_Written problem_
Please recast every line of the items below as a Markdown table with two columns, Row for the row number and Line for the line itself, leaving out blank lines. Keep the pictures out of your answer.
++++++++++
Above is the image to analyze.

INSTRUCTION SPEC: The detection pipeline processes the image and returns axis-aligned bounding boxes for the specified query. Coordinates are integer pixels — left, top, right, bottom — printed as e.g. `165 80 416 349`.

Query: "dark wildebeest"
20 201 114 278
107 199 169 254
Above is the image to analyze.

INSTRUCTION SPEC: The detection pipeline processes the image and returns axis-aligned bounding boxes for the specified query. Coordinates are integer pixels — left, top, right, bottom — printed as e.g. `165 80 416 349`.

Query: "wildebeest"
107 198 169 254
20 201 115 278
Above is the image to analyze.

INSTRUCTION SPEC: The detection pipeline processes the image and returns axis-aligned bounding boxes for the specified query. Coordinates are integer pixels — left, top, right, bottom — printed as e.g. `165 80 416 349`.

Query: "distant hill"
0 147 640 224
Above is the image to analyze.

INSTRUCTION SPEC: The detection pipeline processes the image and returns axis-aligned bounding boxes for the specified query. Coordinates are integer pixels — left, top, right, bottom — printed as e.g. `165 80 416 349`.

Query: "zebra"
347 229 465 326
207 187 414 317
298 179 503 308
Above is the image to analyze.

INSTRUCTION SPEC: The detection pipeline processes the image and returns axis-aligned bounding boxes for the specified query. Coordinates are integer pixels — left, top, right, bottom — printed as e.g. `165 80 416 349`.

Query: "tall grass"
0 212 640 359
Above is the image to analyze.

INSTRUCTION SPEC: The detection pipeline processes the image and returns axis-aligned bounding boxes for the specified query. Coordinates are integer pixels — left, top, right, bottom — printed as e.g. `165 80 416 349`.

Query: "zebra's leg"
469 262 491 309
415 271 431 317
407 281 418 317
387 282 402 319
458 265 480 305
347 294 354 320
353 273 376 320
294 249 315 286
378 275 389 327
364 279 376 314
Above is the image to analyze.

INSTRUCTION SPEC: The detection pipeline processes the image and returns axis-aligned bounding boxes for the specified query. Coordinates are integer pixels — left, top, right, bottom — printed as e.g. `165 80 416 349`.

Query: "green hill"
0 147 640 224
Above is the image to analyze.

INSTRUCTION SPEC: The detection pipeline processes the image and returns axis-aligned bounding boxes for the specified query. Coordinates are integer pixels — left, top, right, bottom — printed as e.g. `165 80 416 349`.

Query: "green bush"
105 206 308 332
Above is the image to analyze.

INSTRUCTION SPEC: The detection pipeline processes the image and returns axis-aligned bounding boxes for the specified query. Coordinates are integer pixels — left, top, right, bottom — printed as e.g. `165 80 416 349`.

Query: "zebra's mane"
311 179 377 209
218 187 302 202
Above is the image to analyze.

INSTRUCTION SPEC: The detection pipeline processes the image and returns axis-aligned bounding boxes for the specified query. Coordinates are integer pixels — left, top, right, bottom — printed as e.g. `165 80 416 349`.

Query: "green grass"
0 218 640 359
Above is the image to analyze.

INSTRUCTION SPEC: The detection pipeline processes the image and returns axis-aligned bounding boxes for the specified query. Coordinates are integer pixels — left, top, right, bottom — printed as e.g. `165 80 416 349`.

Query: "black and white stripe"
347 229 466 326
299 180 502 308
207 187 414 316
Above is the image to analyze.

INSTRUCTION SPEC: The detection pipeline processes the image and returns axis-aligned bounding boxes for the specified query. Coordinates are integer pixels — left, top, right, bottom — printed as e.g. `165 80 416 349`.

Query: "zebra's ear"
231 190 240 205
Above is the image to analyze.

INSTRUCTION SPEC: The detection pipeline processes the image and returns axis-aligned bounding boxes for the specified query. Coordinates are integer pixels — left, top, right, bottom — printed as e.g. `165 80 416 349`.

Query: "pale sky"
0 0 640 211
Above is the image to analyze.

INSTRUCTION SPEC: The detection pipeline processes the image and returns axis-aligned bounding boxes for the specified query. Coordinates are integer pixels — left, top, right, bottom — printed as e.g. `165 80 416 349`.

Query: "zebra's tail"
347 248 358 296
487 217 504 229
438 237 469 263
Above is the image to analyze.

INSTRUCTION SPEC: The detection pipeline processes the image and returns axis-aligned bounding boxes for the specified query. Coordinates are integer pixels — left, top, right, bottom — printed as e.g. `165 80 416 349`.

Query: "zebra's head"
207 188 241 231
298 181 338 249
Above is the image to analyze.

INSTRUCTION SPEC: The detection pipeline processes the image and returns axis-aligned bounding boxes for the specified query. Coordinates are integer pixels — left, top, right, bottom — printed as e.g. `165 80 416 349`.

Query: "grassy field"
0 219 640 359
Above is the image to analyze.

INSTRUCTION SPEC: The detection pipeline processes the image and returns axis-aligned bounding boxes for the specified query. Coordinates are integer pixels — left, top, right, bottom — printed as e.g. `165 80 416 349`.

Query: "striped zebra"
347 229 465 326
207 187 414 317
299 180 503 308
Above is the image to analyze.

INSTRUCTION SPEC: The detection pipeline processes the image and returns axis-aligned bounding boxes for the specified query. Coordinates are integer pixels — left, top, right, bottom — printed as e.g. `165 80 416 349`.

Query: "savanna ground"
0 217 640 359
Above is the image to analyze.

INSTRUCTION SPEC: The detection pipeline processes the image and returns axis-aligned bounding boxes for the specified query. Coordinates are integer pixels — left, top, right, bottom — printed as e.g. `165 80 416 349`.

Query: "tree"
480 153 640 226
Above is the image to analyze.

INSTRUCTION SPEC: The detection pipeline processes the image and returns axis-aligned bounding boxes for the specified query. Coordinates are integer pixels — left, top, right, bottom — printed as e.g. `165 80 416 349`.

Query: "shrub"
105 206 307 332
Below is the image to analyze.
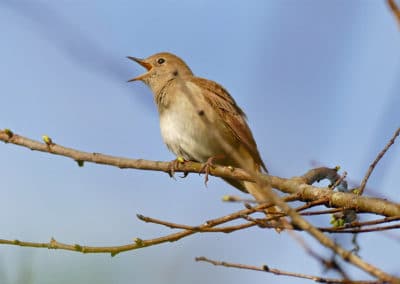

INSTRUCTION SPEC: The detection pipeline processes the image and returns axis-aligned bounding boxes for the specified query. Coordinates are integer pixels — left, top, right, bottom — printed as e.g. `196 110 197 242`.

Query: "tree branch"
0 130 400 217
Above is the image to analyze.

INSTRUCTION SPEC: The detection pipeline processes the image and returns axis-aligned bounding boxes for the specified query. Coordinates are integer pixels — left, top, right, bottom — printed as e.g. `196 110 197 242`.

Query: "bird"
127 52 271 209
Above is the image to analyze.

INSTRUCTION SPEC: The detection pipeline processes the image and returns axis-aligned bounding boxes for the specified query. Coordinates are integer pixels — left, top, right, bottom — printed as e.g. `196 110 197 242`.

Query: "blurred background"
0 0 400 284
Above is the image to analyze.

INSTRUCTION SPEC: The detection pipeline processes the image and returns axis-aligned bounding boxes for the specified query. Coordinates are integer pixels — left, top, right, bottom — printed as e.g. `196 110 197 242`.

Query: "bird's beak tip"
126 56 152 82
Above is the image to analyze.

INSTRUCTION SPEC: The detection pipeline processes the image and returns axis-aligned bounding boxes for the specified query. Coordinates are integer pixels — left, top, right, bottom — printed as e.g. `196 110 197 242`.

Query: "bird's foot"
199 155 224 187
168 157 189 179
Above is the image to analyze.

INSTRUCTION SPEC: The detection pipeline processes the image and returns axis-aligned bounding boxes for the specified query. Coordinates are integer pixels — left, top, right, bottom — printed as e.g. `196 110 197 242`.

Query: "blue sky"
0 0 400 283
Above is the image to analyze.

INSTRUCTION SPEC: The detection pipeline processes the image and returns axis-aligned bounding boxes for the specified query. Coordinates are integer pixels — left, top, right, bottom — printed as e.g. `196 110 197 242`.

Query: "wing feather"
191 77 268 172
++++++++++
_Full solution_
| Row | Line |
|---|---|
| 1 | Above is the image to analyze. |
| 2 | INSTRUCTION SPEC: The detection pipeline processes the image and returns axis-aligned bounding boxes for the specified query. Coordinates are integer pixels — left, top, right, bottom — printed as e.g. `165 80 416 349`. |
| 3 | Query: "dark wildebeest" |
| 4 | 20 201 114 278 |
| 5 | 107 199 169 254 |
| 6 | Above is the image to analyze. |
| 7 | INSTRUCTION SPEC: The detection pipeline processes the image and returns axis-aligned bounding boxes for the specified query. Coordinates are integer pixels — left, top, right, bottom — printed as e.g. `165 80 416 349`. |
| 8 | Query: "wildebeest" |
| 9 | 107 198 169 254 |
| 10 | 20 201 115 278 |
| 11 | Above is the image to analyze. |
| 12 | INSTRUCTION SPEC: The detection pipeline processes the image and returns axis-aligned bounding boxes for the specified query. Coordinates are integer pixels — left, top, right, bottom — printed as e.g. `165 80 416 349`. |
| 13 | Query: "distant hill" |
| 14 | 0 147 640 224 |
| 15 | Above is the image to analyze. |
| 16 | INSTRUCTION SPEC: The detection pipeline processes the image and returns axis-aligned bounding boxes for the specified query. Coordinates are integer pixels — left, top, right, bottom — printed as e.g. `165 80 416 349`. |
| 17 | Query: "zebra" |
| 18 | 347 229 465 326 |
| 19 | 207 187 414 317 |
| 20 | 298 179 503 308 |
| 21 | Above is the image to analyze. |
| 22 | INSTRUCTION SPEC: The detection pipeline processes the image and returns axis-aligned bounding boxes for the specified query. Coordinates are integer pixels — left, top, right, bottom — printed as e.g. `165 80 416 349`. |
| 23 | Query: "tall grass" |
| 24 | 0 212 640 359 |
| 25 | Above is the image to analyze. |
| 26 | INSTRUCTION SPEC: The detection pipeline processes the image and returns axis-aligned bounding boxes for the specified query. Coordinates are integer pixels — left, top, right, bottom — printed as e.g. `165 80 416 349`. |
| 27 | Query: "zebra's leg" |
| 28 | 469 262 491 309 |
| 29 | 415 271 431 317 |
| 30 | 407 281 418 317 |
| 31 | 387 282 402 319 |
| 32 | 458 265 480 305 |
| 33 | 347 294 354 320 |
| 34 | 353 273 376 320 |
| 35 | 294 249 315 286 |
| 36 | 378 275 389 327 |
| 37 | 364 279 376 314 |
| 38 | Above is the image to analyze. |
| 39 | INSTRUCTION SPEC: The detection pipeline processes the image and returns axis-aligned bounding boxes for the specified query. Coordinates are integer pixels — left, top, right, bottom — printed as e.g. `165 80 416 349`. |
| 40 | Query: "green hill" |
| 41 | 0 147 640 224 |
| 42 | Above is the image to analyze. |
| 43 | INSTRUCTION SPEC: The detection pipeline processes the image and returns axis-aligned bounding boxes for the specified query. Coordinates are integer pixels — left, top, right, bottom — printed as e.g. `165 80 416 349`. |
| 44 | Query: "green bush" |
| 45 | 105 206 308 332 |
| 46 | Above is the image to analyze. |
| 47 | INSTRUCTION SPEC: The detection pipeline processes the image and returns axis-aligned bounding boxes for the specified query. Coordinates are integer pixels — left, top, right, bottom — printed as e.g. `165 80 416 349`. |
| 48 | Query: "zebra's mane" |
| 49 | 311 179 377 209 |
| 50 | 218 187 302 202 |
| 51 | Above is the image to analyze. |
| 52 | INSTRUCTION SPEC: The detection pipeline processes the image and returns axis-aligned bounding boxes for the specified query. Coordinates are integer pixels — left, top, right, bottom — printed as e.g. `165 80 416 349`. |
| 53 | Query: "green grass" |
| 54 | 0 218 640 359 |
| 55 | Above is the image to analyze. |
| 56 | INSTRUCTION SPEC: The detection pipeline processes the image and returns axis-aligned bounding boxes for the specified query. Coordinates are integer pixels — left, top, right, bottom — printed as e.g. `165 80 416 349`. |
| 57 | Query: "black and white stripe" |
| 58 | 347 229 466 326 |
| 59 | 299 180 502 308 |
| 60 | 207 187 414 316 |
| 61 | Above is the image to analyze. |
| 62 | INSTRUCTION SPEC: The detection pipeline processes the image and returns axis-aligned bounding boxes for the specified query. Coordinates are integer pixels — left, top, right, bottom — printed as e.g. `165 80 416 349`. |
| 63 | Query: "zebra's ear" |
| 64 | 231 190 240 205 |
| 65 | Above is the image to analyze. |
| 66 | INSTRUCTION SPEC: The detection pipeline processes the image and returns axis-aligned bounding boxes for the specified query. Coordinates are integer pixels — left, top, right, bottom — printed as e.g. `165 80 416 349`. |
| 67 | Query: "pale sky" |
| 68 | 0 0 640 211 |
| 69 | Above is the image to analyze. |
| 70 | INSTRUCTION SPEC: The detection pipeline processes the image and returns axis-aligned bounding boxes for the specified query. Coordinates are integer pixels — left, top, right, bottom — printed as e.g. `165 80 416 349`. |
| 71 | Query: "zebra's tail" |
| 72 | 347 248 358 296 |
| 73 | 487 217 504 229 |
| 74 | 438 237 469 263 |
| 75 | Above is the image to analyze. |
| 76 | INSTRUCTION SPEC: The detection pipeline processes the image and returns axis-aligned bounding boxes for the specified query. Coordinates are integer pixels — left, top, right, bottom — printed as e.g. `165 80 416 349`. |
| 77 | Query: "zebra's head" |
| 78 | 207 188 241 231 |
| 79 | 298 181 338 249 |
| 80 | Above is the image to analyze. |
| 81 | INSTRUCTION SPEC: The detection pipeline processes the image and returns axis-aligned bounding boxes for the specified query. Coordinates are integer pixels — left, top, right, bottom — printed as e.g. `165 80 416 349`. |
| 82 | Query: "grassy field" |
| 83 | 0 219 640 359 |
| 84 | Above is the image to analyze. |
| 85 | INSTRUCTION SPEC: The detection pipeline processes the image and returns axis-aligned bounding boxes for the specified query. Coordinates are integer pixels — left, top, right, bottom — printed as e.g. `165 80 416 349`. |
| 86 | Query: "striped zebra" |
| 87 | 347 229 465 326 |
| 88 | 207 187 414 317 |
| 89 | 299 180 503 308 |
| 90 | Above is the image to analyze. |
| 91 | INSTRUCTION SPEC: The detection pipeline processes the image and returns axis-aligned bounding boxes for the specified query. Coordinates are integer pixels — left, top, right, bottom — printed as e.g. `165 80 416 349`. |
| 92 | Query: "savanna ground" |
| 93 | 0 217 640 359 |
| 94 | Above is the image to analyze. |
| 95 | INSTRUCTION SPEC: The detection pipeline processes the image and returns axis-aligned bounding boxes for the specified query. Coordinates are integer pixels — left, top, right, bottom — printed as e.g. `165 80 416 349`. |
| 96 | Query: "tree" |
| 97 | 480 153 640 226 |
| 98 | Above is the image to analyze. |
| 99 | INSTRUCTION SPEC: The detection pipeline processes the image and returns axis-aligned bounding boxes for the specified query. Coordinates are integer pixels — left, top, right, bottom — printed as e.g. `165 80 416 349`. |
| 100 | Query: "shrub" |
| 101 | 105 206 307 332 |
| 102 | Below is the image to analyze. |
| 103 | INSTRUCTION SPEC: The detection pipeline processes the image and returns axis-aligned bounding boxes for the specified query. Coordinates are integer pixels — left, top, right, bottom — printed as e.g. `196 110 197 242`. |
| 104 | Query: "tree branch" |
| 105 | 0 130 400 217 |
| 106 | Above is the image to analyze. |
| 107 | INSTRUCTION SPEC: The detection pipeline processes the image and returns axis-aligned bounding boxes for the specified query. Coordinates are integer pixels — left, top, right, bottom — printed as e.g. `196 110 197 242`. |
| 108 | Query: "bird" |
| 109 | 127 52 271 209 |
| 110 | Above is the image to analyze. |
| 111 | INSTRUCTION SPEC: The detection pipeline processes the image and returns axis-aligned bounding boxes for the specified query. Coordinates are integer pixels — left, top, right, bottom — printed as e.g. `196 110 197 242`. |
| 112 | Query: "blurred background" |
| 113 | 0 0 400 284 |
| 114 | Above is the image to analyze. |
| 115 | INSTRUCTION SPEC: The detection pipeline processes the image and returns axis-aligned bounding boxes for the specified query. Coordinates are integer pixels — left, top, right, bottom — printed as e.g. `196 110 197 242`. |
| 116 | Query: "bird's beak tip" |
| 117 | 126 56 152 82 |
| 118 | Above is the image to analyze. |
| 119 | INSTRUCTION SPEC: The detection pipeline processes the image and returns axis-aligned bounding boxes for the specified query. Coordinates are integer pixels — left, top, right, bottom — printed as e.g. `196 110 197 242`. |
| 120 | Query: "bird's foot" |
| 121 | 199 155 224 187 |
| 122 | 168 157 189 179 |
| 123 | Above is the image to analyze. |
| 124 | INSTRUCTION SPEC: The detection pipeline processes the image and returns axis-aligned bounding boxes for the specified query. Coordinates are integer pixels — left, top, right, bottom — printed as e.g. `196 110 197 242`. |
| 125 | Query: "blue sky" |
| 126 | 0 0 400 283 |
| 127 | Above is the image to analyze. |
| 128 | INSTRUCTION SPEC: The detection pipeline processes the image and returns axis-aligned bounding boxes for the specified query. Coordinates are integer pixels — left, top, right, bottom — printed as e.g. `196 110 197 242`. |
| 129 | Query: "wing feather" |
| 130 | 191 77 268 172 |